* Qué se pide:
Según el texto sobre la economía china, ¿cuántos puntos se recortaría el crecimiento anual de China si Washington impusiera tasas del 25 % a todos sus productos, de acuerdo con el estudio de UBS?

── Texto proporcionado

UNA ECONOMÍA PODEROSA

Los días en los que Washington podría haber arrodillado a China son lejanos. Ya no padece una economía balbuceante que suplica por la tecnología ajena sino que es autosuficiente en sectores que definirán la primacía en este siglo. El debate académico sobre qué economía sufriría más en una guerra sin bridas se agota en la certeza de las mutuas magulladuras. La Historia enseña que las guerras comerciales solo tienen ganadores cuando una economía supera en mucho a la otra y este no es el caso. La estadounidense aún adelanta a la china en madurez y flexibilidad pero a la segunda le sobran medios para castigar a la primera.

La lógica de Trump descansa en que China perderá la guerra de aranceles porque sus exportaciones a Estados Unidos cuadriplican a las inversas. El crecimiento anual del gigante asiático se recortaría dos puntos si Washington impone tasas del 25 % a todos sus productos, según un estudio del banco suizo UBS. Sería una catástrofe que China no podría igualar porque pronto se quedará sin productos estadounidenses que gravar. Pero reducir el campo de batalla a los aranceles es de un optimismo infantil. Lo ha anticipado esta semana Wei Jianguo, exviceprimer ministro de Economía: China no solo actuará como un maestro del Kung Fu para defenderse de los trucos de Estados Unidos sino también como un experimentado boxeador que puede propinar puñetazos mortales, dijo en el diario hongkonés 'South China Morning Post'.

────
── Sección de datos

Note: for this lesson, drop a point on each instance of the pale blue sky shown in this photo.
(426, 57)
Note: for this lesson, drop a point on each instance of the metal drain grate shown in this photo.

────

* Respuesta:
Dos puntos.